◆ **YOUR GOAL**: Print the data exactly as it is given, please.

- - -

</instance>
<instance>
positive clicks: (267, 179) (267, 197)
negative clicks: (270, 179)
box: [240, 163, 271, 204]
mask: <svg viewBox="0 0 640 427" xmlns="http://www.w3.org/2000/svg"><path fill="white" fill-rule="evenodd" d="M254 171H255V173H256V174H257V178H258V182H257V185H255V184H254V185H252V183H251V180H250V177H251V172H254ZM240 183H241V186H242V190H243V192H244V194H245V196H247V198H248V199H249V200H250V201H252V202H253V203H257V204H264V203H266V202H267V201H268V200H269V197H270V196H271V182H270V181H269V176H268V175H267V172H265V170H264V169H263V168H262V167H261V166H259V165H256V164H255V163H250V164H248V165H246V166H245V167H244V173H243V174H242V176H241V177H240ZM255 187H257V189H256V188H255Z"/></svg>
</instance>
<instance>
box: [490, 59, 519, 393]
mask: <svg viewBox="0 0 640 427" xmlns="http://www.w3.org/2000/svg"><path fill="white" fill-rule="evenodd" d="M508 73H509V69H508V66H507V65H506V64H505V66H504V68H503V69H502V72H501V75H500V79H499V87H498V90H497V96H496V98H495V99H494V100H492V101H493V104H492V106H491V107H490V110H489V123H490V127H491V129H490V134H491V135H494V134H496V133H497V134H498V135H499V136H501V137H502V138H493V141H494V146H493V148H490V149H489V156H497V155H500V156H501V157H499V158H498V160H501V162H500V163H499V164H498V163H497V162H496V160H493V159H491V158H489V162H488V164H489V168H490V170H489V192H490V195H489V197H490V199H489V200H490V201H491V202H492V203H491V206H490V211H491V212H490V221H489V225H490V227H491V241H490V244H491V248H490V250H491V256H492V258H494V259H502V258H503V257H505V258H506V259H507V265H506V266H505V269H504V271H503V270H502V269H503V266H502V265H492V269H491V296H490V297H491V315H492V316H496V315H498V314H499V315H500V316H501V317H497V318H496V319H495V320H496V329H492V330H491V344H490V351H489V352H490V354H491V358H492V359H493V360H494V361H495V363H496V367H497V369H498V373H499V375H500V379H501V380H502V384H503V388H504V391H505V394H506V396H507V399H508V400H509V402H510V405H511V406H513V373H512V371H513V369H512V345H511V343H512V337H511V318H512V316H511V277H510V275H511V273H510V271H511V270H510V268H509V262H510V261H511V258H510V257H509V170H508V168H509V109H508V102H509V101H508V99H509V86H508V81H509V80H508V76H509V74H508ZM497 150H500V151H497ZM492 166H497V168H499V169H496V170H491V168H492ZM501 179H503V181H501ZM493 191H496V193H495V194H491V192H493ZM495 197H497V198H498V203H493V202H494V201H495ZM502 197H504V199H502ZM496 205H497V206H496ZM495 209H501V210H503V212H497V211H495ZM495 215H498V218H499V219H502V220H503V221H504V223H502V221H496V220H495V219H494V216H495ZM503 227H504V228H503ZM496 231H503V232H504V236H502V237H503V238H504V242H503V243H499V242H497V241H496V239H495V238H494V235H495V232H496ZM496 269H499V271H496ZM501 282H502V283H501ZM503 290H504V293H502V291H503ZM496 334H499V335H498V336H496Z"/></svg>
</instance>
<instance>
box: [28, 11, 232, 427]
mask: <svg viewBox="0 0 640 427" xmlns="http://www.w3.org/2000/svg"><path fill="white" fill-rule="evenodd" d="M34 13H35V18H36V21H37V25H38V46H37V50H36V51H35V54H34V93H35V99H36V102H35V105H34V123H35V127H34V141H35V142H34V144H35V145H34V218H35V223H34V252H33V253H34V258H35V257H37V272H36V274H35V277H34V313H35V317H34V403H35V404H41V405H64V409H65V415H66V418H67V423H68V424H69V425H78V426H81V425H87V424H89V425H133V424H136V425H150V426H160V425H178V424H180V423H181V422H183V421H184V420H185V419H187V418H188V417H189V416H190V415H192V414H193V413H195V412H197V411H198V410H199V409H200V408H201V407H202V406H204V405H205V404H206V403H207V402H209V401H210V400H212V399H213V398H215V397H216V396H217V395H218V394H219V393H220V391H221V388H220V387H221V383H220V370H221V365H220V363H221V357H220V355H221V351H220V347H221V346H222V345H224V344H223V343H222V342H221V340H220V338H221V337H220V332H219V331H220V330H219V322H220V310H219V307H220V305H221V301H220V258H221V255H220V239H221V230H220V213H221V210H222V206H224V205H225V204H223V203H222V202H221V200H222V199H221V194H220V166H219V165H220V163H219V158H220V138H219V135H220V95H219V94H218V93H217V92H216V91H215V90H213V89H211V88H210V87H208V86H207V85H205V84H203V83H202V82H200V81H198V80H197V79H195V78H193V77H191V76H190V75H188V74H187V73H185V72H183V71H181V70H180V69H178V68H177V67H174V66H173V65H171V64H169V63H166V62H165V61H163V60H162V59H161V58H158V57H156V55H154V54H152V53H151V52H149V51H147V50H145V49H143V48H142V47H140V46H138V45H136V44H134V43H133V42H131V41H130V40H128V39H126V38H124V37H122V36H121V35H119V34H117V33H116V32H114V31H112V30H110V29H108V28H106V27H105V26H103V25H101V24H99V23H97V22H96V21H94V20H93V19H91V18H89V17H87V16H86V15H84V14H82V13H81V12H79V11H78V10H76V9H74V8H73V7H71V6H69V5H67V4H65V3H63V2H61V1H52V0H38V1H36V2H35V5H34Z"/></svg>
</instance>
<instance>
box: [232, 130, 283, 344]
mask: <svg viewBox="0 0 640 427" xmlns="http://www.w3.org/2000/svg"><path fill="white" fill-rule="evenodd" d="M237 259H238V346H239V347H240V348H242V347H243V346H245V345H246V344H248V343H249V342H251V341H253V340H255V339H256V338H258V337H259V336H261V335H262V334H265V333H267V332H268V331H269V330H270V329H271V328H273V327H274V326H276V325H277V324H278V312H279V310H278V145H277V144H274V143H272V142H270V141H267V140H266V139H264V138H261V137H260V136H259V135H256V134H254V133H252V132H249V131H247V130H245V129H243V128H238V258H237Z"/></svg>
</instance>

- - -

◆ **ANSWER FOR THIS EXERCISE**:
</instance>
<instance>
positive clicks: (267, 179) (267, 197)
negative clicks: (270, 179)
box: [240, 163, 271, 204]
mask: <svg viewBox="0 0 640 427" xmlns="http://www.w3.org/2000/svg"><path fill="white" fill-rule="evenodd" d="M254 171H255V173H256V174H257V178H258V182H257V185H255V184H254V185H252V183H251V180H250V177H251V172H254ZM240 183H241V186H242V190H243V192H244V194H245V196H247V198H248V199H249V200H250V201H252V202H253V203H257V204H264V203H266V202H267V201H268V200H269V197H270V196H271V182H270V181H269V176H268V175H267V172H265V170H264V169H263V168H262V167H261V166H259V165H256V164H255V163H250V164H248V165H246V166H245V167H244V173H243V174H242V176H241V177H240ZM255 187H257V189H256V188H255Z"/></svg>
</instance>
<instance>
box: [490, 59, 519, 393]
mask: <svg viewBox="0 0 640 427" xmlns="http://www.w3.org/2000/svg"><path fill="white" fill-rule="evenodd" d="M508 73H509V69H508V66H507V65H506V64H505V66H504V68H503V69H502V72H501V75H500V79H499V87H498V90H497V96H496V98H495V99H494V100H492V101H493V104H492V106H491V107H490V110H489V123H490V127H491V129H490V134H491V135H494V134H496V133H497V134H498V135H499V136H501V137H502V138H493V141H494V146H493V148H490V149H489V156H497V155H500V156H501V157H499V158H498V160H501V162H500V163H499V164H498V163H497V162H496V160H493V159H491V158H489V162H488V164H489V168H490V170H489V192H490V195H489V197H490V199H489V200H490V201H491V202H492V203H491V206H490V211H491V212H490V221H489V225H490V227H491V241H490V244H491V248H490V250H491V256H492V258H494V259H502V258H503V257H505V258H506V259H507V265H506V266H505V269H504V271H503V270H502V269H503V266H502V265H492V269H491V296H490V297H491V315H492V316H496V315H498V314H499V315H500V316H501V317H497V318H496V319H495V320H496V329H492V330H491V344H490V351H489V352H490V354H491V358H492V359H493V360H494V361H495V363H496V367H497V369H498V373H499V375H500V379H501V380H502V384H503V388H504V391H505V394H506V396H507V399H508V400H509V402H510V405H511V406H513V373H512V371H513V369H512V345H511V343H512V337H511V318H512V316H511V277H510V275H511V273H510V271H511V270H510V268H509V262H510V261H511V258H510V257H509V170H508V168H509V109H508V102H509V101H508V99H509V86H508V81H509V80H508V76H509V74H508ZM497 150H500V151H497ZM492 166H497V168H499V169H496V170H491V168H492ZM501 179H503V181H501ZM493 191H496V193H495V194H491V192H493ZM495 197H497V198H498V203H493V202H494V201H495ZM502 197H504V199H502ZM496 205H497V206H496ZM495 209H501V210H503V212H497V211H495ZM495 215H498V218H499V219H502V220H503V221H504V223H502V221H496V220H495V219H494V216H495ZM503 227H504V228H503ZM496 231H503V232H504V236H502V237H503V238H504V242H503V243H499V242H497V241H496V239H495V238H494V235H495V232H496ZM496 269H499V271H496ZM501 282H502V283H501ZM503 290H504V293H502V291H503ZM496 334H499V335H498V336H496Z"/></svg>
</instance>
<instance>
box: [28, 11, 232, 427]
mask: <svg viewBox="0 0 640 427" xmlns="http://www.w3.org/2000/svg"><path fill="white" fill-rule="evenodd" d="M34 13H35V18H36V21H37V25H38V46H37V50H36V51H35V54H34V93H35V99H36V102H35V105H34V123H35V127H34V141H35V142H34V144H35V145H34V218H35V223H34V252H33V253H34V258H35V257H37V272H36V274H35V277H34V313H35V317H34V403H35V404H41V405H64V409H65V415H66V418H67V423H68V424H69V425H78V426H81V425H87V424H89V425H133V424H136V425H150V426H160V425H178V424H180V423H181V422H183V421H184V420H185V419H187V418H188V417H189V416H190V415H192V414H193V413H195V412H197V411H198V410H199V409H200V408H201V407H202V406H204V405H205V404H206V403H207V402H209V401H210V400H212V399H213V398H215V397H216V396H217V395H218V394H219V393H220V391H221V388H220V387H221V383H220V370H221V365H220V363H221V357H220V355H221V351H220V347H221V346H222V345H224V344H223V343H222V342H221V340H220V338H221V337H220V332H219V331H220V330H219V322H220V310H219V307H220V305H221V301H220V258H221V255H220V239H221V230H220V213H221V210H222V206H224V205H225V204H223V203H222V202H221V200H222V199H221V194H220V166H219V165H220V163H219V158H220V138H219V135H220V95H219V94H218V93H217V92H216V91H215V90H213V89H211V88H210V87H208V86H207V85H205V84H203V83H202V82H200V81H198V80H197V79H195V78H193V77H191V76H190V75H188V74H187V73H185V72H183V71H181V70H180V69H178V68H177V67H174V66H173V65H171V64H169V63H166V62H165V61H163V60H162V59H161V58H158V57H156V55H154V54H152V53H151V52H149V51H147V50H145V49H143V48H142V47H140V46H138V45H136V44H134V43H133V42H131V41H130V40H128V39H126V38H124V37H122V36H121V35H119V34H117V33H116V32H114V31H112V30H110V29H108V28H106V27H105V26H103V25H101V24H99V23H97V22H96V21H94V20H93V19H91V18H89V17H87V16H86V15H84V14H82V13H81V12H79V11H78V10H76V9H74V8H73V7H71V6H69V5H67V4H65V3H63V2H61V1H52V0H38V1H36V2H35V5H34Z"/></svg>
</instance>
<instance>
box: [232, 130, 283, 344]
mask: <svg viewBox="0 0 640 427" xmlns="http://www.w3.org/2000/svg"><path fill="white" fill-rule="evenodd" d="M237 259H238V346H239V347H240V348H242V347H243V346H245V345H246V344H248V343H249V342H251V341H253V340H255V339H256V338H258V337H259V336H261V335H262V334H265V333H267V332H268V331H269V330H270V329H271V328H273V327H274V326H276V325H277V324H278V312H279V310H278V145H277V144H274V143H272V142H270V141H267V140H266V139H264V138H261V137H260V136H259V135H256V134H254V133H252V132H249V131H247V130H245V129H243V128H238V258H237Z"/></svg>
</instance>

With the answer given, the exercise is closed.